**EXERCISE INSTRUCTIONS:** Every line below from the one containing "point_to(query) gives the position of every instance of the dark" through the one containing "of the scattered" must be transcribed exactly. Omit all lines outside that stretch.

**STUDY MATERIAL:**
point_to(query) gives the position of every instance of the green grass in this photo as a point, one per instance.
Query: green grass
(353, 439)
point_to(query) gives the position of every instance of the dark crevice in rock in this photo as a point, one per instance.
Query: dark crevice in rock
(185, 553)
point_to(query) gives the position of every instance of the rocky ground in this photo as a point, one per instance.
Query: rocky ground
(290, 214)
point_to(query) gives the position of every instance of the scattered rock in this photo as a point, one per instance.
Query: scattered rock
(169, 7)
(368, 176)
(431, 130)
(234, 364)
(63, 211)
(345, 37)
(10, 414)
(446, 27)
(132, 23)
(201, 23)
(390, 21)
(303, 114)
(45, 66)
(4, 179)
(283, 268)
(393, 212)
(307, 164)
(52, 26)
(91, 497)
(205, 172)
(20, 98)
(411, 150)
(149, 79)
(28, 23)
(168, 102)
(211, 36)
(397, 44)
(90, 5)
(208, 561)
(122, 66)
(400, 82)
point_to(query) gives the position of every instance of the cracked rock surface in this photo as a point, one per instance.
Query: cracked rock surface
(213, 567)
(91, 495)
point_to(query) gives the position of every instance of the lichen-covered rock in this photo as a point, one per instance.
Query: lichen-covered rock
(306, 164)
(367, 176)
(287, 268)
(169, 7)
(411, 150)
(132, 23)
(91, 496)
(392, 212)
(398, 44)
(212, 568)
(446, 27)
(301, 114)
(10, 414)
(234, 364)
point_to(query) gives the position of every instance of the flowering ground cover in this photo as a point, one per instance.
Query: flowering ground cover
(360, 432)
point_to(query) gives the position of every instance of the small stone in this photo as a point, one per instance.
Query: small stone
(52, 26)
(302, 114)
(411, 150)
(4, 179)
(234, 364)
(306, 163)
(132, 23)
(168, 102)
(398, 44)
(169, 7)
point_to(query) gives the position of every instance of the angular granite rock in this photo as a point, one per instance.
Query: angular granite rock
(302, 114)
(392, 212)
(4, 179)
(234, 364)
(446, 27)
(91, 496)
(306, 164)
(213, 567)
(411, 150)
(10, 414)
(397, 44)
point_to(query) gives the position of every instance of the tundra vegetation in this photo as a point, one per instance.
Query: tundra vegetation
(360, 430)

**YOUR RESPONSE:**
point_to(query) gives the position of every instance of the dark crevice in rock in this photo as a point, one per instance.
Query: dark crevice in rock
(185, 553)
point_to(query) gives the position of every instance of the rocky ground in this photo as a point, one per instance.
Query: rocky ground
(290, 214)
point_to(query) gives the position of every instance of the scattered rock in this photo as a point, one per instance.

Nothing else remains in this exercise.